◆ **Perintah Tugas A**: Tuliskan ulang tanpa perubahan bagian teks tentang propaganda negara yang dimulai dari "Saya setuju bahwa" dan berakhir pada "hati nurani seseorang?".
◆ **Perintah Tugas B**: Dalam teks tentang propaganda negara, pihak mana saja yang disebut sangat dibenci oleh kelompok Islam radikal? Sebutkan semuanya.

---- Teks Sumber

Lihat ke Halaman Asli

Mesin Propaganda Negara

Diperbarui: 1 Oktober 2017   03:27

Kompasiana adalah platform blog. Konten ini menjadi tanggung jawab bloger dan tidak mewakili pandangan redaksi Kompas.

Politik. Sumber ilustrasi: FREEPIK/Freepik

Propaganda sebenarnya merupakan alat yang digunakan negara untuk mengalahkan musuh yang dianggap menjadi ancaman bagi mereka. Belakangan ini, pemerintah Indonesia, bersama militer, gencar melakukan propaganda. Propaganda ini dilakukan agar menarik dukungan publik yang lebih luas lagi, serta "menghantam" musuh secara psikologis. Tapi, pertanyaannya, musuh itu siapa? Jelas PKI. Pertanyaan selanjutnya, PKI itu siapa? Apakah Jokowi? (Ingat bahwa setahun lalu Jokowi pernah dituduh PKI oleh Kelompok Islam). Apakah PDIP? (PDIP juga pernah difitnah dan dituduh PKI oleh kelompok yang sama), ataukah YLBHI? (YLBHI barusan saja difitnah, dituduh, kali ini bukan hanya dari kelompok islam, melainkan juga dari pihak militer.

Saya setuju bahwa PKI adalah musuh bersama. Komunisme yang dahulu mengakar ke Negeri Soviet itu harus dihancurkan dari Bumi Pertiwi. Dan Negara berhak menggunakan segala sumber dayanya untuk meraih simpati dan dukungan sekaligus menghantam musuh yang disebut PKI itu. Yang jadi persoalan, mengapa Presiden Joko Widodo, PDIP, YLBHI, disebut sebagai PKI? Apakah sebegitu parahnya fitnah yang dilancarkan sehingga menghilangkan hati nurani seseorang? 

Saya beri penyegaran. Ada dua kelompok yang tidak hanya melakukan propaganda, tetapi fitnah yang tak mendasar. Walaupun memang fitnah sebenarnya adalah bagian dari propaganda juga. Dua kelompok itu adalah fasis, dan kelompok Islam radikal. Fasis adalah nasionalis ekstrem. Menghalalkan segala cara bahkan fitnah sekalipun dan menuduh banyak orang yang bukan anggota PKI sebagai PKI. Fasis bisa berasal dari militer maupun sipil. Dan kelompok Islam Radikal adalah jaringan kekuatan islam sunni di Indonesia yang entah mengapa sangat membenci Jokowi, Ahok, Polisi, serta KPK.

--------
---- Baris Data

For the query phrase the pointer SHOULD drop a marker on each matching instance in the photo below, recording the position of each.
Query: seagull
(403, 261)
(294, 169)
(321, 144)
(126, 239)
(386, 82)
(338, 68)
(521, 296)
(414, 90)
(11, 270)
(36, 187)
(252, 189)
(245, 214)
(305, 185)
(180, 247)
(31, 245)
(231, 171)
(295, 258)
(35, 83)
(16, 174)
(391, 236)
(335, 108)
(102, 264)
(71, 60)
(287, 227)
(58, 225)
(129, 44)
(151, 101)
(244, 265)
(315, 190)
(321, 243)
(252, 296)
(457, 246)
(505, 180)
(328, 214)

--------
---- Baris Data

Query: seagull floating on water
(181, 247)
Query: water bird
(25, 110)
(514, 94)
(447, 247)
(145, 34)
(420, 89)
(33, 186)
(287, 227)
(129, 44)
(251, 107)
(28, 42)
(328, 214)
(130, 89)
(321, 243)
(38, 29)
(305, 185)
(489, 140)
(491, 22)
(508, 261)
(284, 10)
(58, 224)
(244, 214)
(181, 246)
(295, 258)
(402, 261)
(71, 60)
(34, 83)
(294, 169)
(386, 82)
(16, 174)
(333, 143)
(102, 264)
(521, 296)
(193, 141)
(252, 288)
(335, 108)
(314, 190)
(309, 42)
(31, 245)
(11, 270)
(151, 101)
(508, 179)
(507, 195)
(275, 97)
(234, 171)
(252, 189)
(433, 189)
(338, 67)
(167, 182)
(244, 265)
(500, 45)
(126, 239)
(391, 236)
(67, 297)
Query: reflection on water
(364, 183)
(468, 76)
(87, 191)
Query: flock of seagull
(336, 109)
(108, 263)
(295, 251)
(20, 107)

--------
---- Baris Data

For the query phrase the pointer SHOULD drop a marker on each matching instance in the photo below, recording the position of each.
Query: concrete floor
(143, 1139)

--------

◆ **Jawaban Tugas A**:
Saya setuju bahwa PKI adalah musuh bersama. Komunisme yang dahulu mengakar ke Negeri Soviet itu harus dihancurkan dari Bumi Pertiwi. Dan Negara berhak menggunakan segala sumber dayanya untuk meraih simpati dan dukungan sekaligus menghantam musuh yang disebut PKI itu. Yang jadi persoalan, mengapa Presiden Joko Widodo, PDIP, YLBHI, disebut sebagai PKI? Apakah sebegitu parahnya fitnah yang dilancarkan sehingga menghilangkan hati nurani seseorang?

◆ **Jawaban Tugas B**:
- Jokowi
- Ahok
- Polisi
- KPK